• [REQUEST 1]
According to the forum thread below, what interest rate did Julia pay on an investment property mortgage in the 1980s?

• [PASSAGE]
========================================================================

Unfortunately I have to agree with you there. It's sad but true.


----------



## MrBurns (5 November 2008)

Smurf1976 said:


> Unfortunately I have to agree with you there. It's sad but true.




Ok so you've made your money NOW what do you do with it, property is too risky as present and who the hell knows what the share market will do in the next few months.

Leave it in the bank get stuff all ?


----------



## Glen48 (5 November 2008)

Maybe the Feds should buy all the Gold produced in OZ mines which keeps workers employed etc.
Go for renewable as much as possible, the Wind generators are made in Holland we should be able to make our own.
Cut OZ out of the world and cut off Globalisation and become self supporting.
There was China Man here in OZ who developed a Solar system and wanted Government support and got none he ended up going to China and is now one of that countries riches.
We should be able to make 36-48VDC Fridges TV Air cons etc.
12 V LED lighting.
The Feds have been in power for only a few months and the surplus is all but g o r n...as they say.
We need people in power to throw out every thing we use to do and design a new monetary system as this one is a dud.


----------



## Julia (5 November 2008)

BradK said:


> Its a see saw - savers benefit from interest rates last few years, and mortgage holders benefit now. Swings and roundabouts. Your turn will come again.
> 
> Brad



Brad, my frustration is not just at the fact that my cash is able to earn less, but that - as has been noted on this thread - we are going on encouraging the use of cheaper and cheaper credit.   Good debt is fine, and I'm pleased if people have more chance of getting into their own homes, *but not if there's a continuation of buying a house with the repayments calculated on the new low rate, with no thought to the capacity to meet payments if rates rise again*.

And I do have to swallow hard when I hear people griping about how high interest rates have been.  In the 80's I was paying 22% on an investment property mortgage.





MrBurns said:


> Ok so you've made your money NOW what do you do with it, property is too risky as present and who the hell knows what the share market will do in the next few months.
> 
> Leave it in the bank get stuff all ?

========================================================================

• [DATA IN THIS EXERCISE]
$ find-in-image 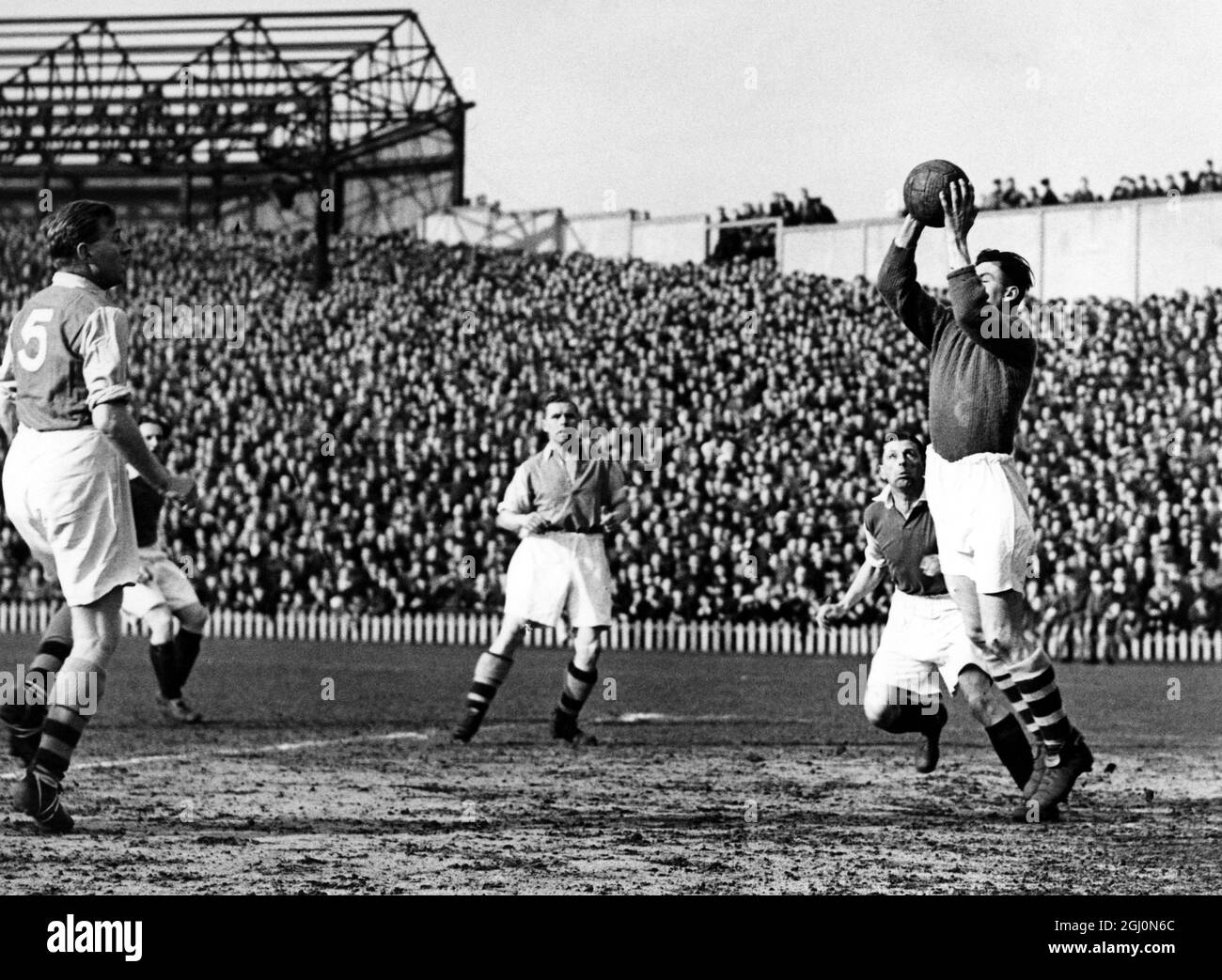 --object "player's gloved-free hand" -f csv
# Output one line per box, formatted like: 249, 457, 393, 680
165, 473, 199, 507
815, 602, 848, 630
938, 179, 977, 241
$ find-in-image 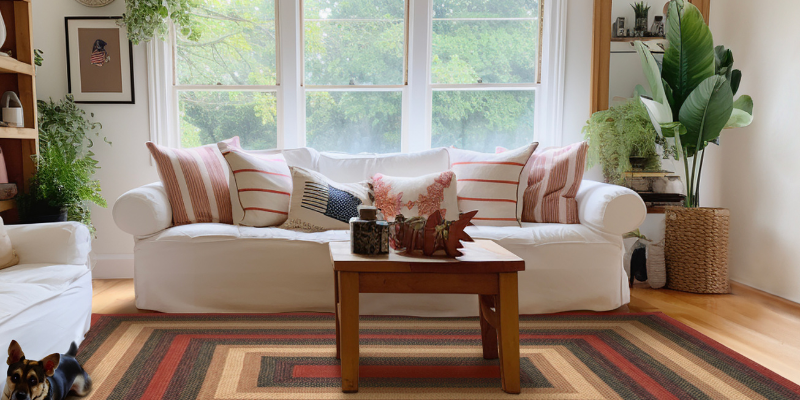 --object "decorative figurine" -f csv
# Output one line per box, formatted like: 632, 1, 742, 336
389, 210, 478, 257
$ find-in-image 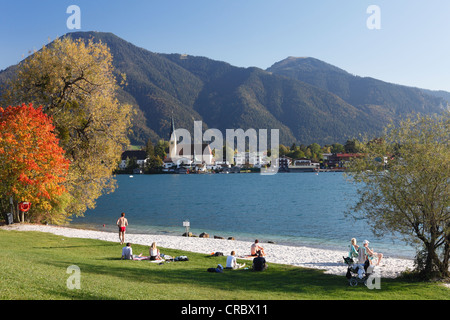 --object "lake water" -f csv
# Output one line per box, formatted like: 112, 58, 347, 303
72, 172, 414, 258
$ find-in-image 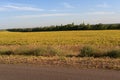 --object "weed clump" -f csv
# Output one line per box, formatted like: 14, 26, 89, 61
105, 50, 120, 58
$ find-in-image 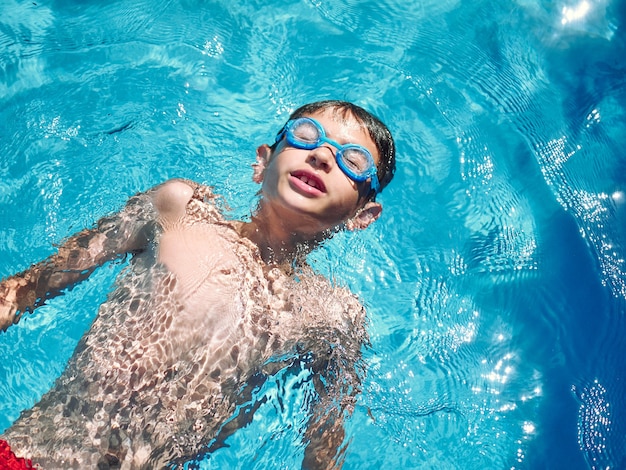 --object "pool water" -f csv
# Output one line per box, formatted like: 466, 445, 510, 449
0, 0, 626, 469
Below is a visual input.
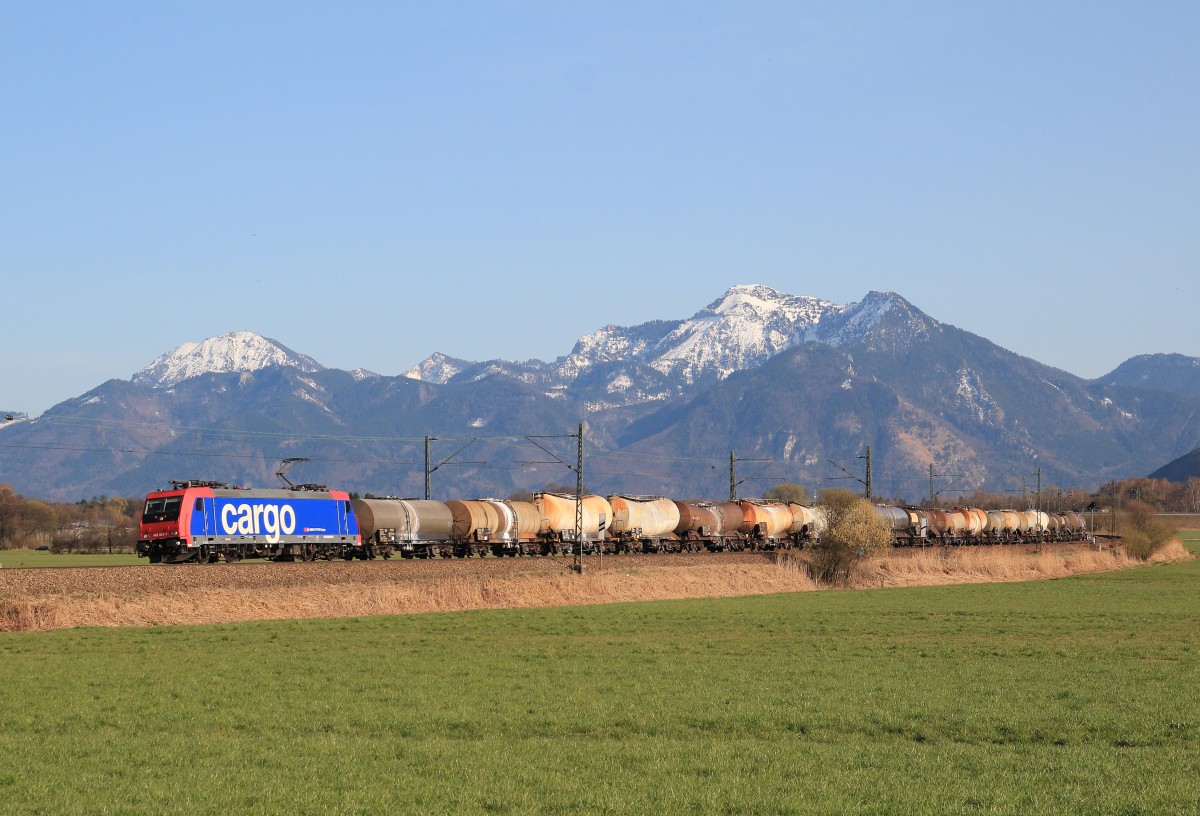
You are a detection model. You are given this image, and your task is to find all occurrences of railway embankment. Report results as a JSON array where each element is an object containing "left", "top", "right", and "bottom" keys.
[{"left": 0, "top": 540, "right": 1192, "bottom": 631}]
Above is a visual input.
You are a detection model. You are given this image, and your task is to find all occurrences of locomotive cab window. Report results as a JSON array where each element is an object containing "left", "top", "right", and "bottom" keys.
[{"left": 142, "top": 496, "right": 184, "bottom": 524}]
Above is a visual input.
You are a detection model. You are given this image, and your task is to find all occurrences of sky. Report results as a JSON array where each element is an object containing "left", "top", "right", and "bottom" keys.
[{"left": 0, "top": 0, "right": 1200, "bottom": 414}]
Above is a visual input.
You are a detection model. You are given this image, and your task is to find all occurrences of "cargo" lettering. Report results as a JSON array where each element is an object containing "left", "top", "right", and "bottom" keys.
[{"left": 221, "top": 504, "right": 296, "bottom": 544}]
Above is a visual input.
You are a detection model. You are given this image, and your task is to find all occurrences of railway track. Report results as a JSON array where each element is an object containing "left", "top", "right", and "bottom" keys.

========================================================================

• [REQUEST 2]
Tally the lines in the records above that contain the word "like" and give only that number.

• [COMPLETE RESPONSE 1]
22%

• [COMPLETE RESPONSE 2]
5